**EXERCISE REQUIREMENTS**
Retype every entry in its entirety, without alteration.

[Entries from a point annotation set]
☆ ☆ ☆ ☆ ☆
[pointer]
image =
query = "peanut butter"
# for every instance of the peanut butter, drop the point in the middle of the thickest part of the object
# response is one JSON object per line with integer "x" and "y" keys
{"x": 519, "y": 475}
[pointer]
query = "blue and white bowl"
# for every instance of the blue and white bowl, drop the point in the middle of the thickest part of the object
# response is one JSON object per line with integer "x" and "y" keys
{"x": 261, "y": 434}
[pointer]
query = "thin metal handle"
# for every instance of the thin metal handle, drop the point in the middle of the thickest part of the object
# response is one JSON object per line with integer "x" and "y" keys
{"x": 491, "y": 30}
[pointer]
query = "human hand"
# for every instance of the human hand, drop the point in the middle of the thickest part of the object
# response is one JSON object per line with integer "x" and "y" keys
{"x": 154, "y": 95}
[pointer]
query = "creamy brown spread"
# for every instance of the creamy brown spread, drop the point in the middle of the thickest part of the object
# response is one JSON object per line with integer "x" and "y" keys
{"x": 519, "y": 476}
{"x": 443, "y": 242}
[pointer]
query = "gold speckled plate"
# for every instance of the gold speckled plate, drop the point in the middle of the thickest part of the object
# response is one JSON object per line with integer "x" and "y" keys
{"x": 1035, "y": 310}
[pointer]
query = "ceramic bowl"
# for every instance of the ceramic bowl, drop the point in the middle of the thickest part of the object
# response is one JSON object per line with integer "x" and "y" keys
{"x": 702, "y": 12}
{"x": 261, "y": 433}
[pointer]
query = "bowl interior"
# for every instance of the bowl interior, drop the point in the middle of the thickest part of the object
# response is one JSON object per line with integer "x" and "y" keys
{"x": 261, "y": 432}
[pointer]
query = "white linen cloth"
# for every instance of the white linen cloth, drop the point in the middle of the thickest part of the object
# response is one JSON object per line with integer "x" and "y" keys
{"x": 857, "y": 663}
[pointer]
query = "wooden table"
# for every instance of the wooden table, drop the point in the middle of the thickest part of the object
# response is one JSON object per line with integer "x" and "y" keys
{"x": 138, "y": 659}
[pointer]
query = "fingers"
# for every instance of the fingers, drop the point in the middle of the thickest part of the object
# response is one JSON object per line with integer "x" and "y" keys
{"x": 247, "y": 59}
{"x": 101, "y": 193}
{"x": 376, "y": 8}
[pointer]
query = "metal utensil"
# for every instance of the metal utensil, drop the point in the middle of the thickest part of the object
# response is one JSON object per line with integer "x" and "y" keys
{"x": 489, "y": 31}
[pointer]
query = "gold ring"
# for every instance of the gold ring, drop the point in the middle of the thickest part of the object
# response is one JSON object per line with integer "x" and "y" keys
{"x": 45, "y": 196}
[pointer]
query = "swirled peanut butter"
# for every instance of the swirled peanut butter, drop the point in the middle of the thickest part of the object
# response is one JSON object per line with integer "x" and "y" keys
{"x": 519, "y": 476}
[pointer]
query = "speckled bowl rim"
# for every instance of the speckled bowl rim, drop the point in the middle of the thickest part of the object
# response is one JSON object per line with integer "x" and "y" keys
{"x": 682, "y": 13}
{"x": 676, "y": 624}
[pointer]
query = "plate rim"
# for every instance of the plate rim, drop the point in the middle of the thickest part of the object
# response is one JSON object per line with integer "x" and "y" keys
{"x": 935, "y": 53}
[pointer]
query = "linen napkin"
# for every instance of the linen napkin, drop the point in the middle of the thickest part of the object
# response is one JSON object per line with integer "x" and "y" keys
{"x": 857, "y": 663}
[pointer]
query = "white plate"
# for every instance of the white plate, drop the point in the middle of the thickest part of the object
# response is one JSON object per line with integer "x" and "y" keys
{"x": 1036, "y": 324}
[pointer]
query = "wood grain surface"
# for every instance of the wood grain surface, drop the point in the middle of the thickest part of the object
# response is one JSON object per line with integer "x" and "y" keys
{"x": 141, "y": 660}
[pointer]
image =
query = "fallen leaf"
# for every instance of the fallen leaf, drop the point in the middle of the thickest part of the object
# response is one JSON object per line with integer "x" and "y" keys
☆ ☆ ☆ ☆ ☆
**FULL OUTPUT**
[pointer]
image =
query = "peanut butter"
# for every instance of the peanut butter, drop the point in the middle of the thickest part of the object
# response is one JSON object per line with integer "x" and "y" keys
{"x": 519, "y": 475}
[pointer]
query = "blue and white bowl"
# for every instance of the blue and white bowl, drop the point in the middle of the thickest part of the object
# response is one JSON object per line with integer "x" and "y" keys
{"x": 261, "y": 434}
[pointer]
query = "thin metal handle"
# for every instance of the thin metal handle, drop the point in the middle of the thickest part of the object
# response is one JSON object per line with integer "x" and "y" keys
{"x": 491, "y": 30}
[pointer]
query = "human hand"
# for every instance of the human hand, drop the point in the middle of the thickest part of the object
# response is one JSON object per line with integer "x" and "y" keys
{"x": 154, "y": 95}
[pointer]
query = "creamy brown spread"
# for every instance of the creamy brown spread, drop the point in the middle of the thickest part of the object
# response is one JSON object per line with integer "x" and "y" keys
{"x": 519, "y": 476}
{"x": 443, "y": 242}
[pointer]
query = "gold speckled plate"
# for every instance of the gold speckled plate, drop the point in the middle of the thickest part of the object
# response is one JSON object per line with integer "x" and "y" keys
{"x": 1035, "y": 310}
[pointer]
query = "ceramic bowl"
# for every instance of the ceramic bowl, drop the point in the middle of the thickest part of the object
# response is one JSON object per line with integer "x" and "y" keys
{"x": 702, "y": 12}
{"x": 261, "y": 433}
[pointer]
query = "bowl interior"
# for every instance of the bowl interior, drop the point in the middle of the thickest part of the object
# response is one JSON object per line with integer "x" and "y" keys
{"x": 261, "y": 432}
[pointer]
query = "white linen cloth"
# for every instance of the white linen cloth, drop the point in the middle of the thickest part of the object
# response is one JSON object per line with integer "x" and "y" keys
{"x": 857, "y": 663}
[pointer]
query = "wooden table"
# for every instance of the wooden table, drop the point in the middle of the thickest part of the object
# response is one JSON object per line with integer "x" and "y" keys
{"x": 138, "y": 659}
[pointer]
query = "fingers"
# for every instance of the fingers, drop the point in the middle of the thickest part of the object
# response is one JSON object per line with integer "x" and "y" keys
{"x": 247, "y": 59}
{"x": 101, "y": 193}
{"x": 376, "y": 8}
[pointer]
query = "metal utensil"
# for every instance of the metal utensil, drop the point in the middle of the thickest part of the object
# response is one JSON object per line with integer "x" and "y" keys
{"x": 489, "y": 31}
[pointer]
query = "gold ring"
# for every instance of the gold ring, drop the point in the middle of the thickest part of the object
# response is one JSON object per line with integer "x" and "y" keys
{"x": 45, "y": 196}
[pointer]
query = "swirled peanut butter"
# for every instance of the swirled peanut butter, drop the point in the middle of the thickest part of the object
# response is one JSON object per line with integer "x" and "y" keys
{"x": 519, "y": 476}
[pointer]
query = "speckled bowl rim"
# for every instance of the speckled bowl rim, drop the point in the middle of the thickest part of the object
# response is one JSON object per line with integer "x" and "y" keys
{"x": 682, "y": 13}
{"x": 676, "y": 624}
[pointer]
query = "plate rim"
# for every instance of the plate rim, drop the point in the middle of the thickest part of the object
# response is one JSON object per line with integer "x" and "y" keys
{"x": 935, "y": 53}
[pointer]
query = "linen napkin"
# for every instance of the linen napkin, drop the point in the middle of the thickest part of the object
# response is one JSON object per line with integer "x" and "y" keys
{"x": 857, "y": 663}
[pointer]
query = "white plate"
# for every instance of the white plate, drop the point in the middle of the thickest part of the object
# response is one JSON object per line with integer "x" and "y" keys
{"x": 1036, "y": 324}
[pointer]
query = "wood grain surface"
# for every instance of the wood grain surface, drop the point in the middle of the thickest part of the object
# response is one JSON object per line with integer "x" and "y" keys
{"x": 141, "y": 660}
[pointer]
image =
query = "fallen leaf"
# for every instance of the fallen leaf, drop the point in the middle of the thickest part of the object
# response is one JSON object per line with integer "x" and "y" keys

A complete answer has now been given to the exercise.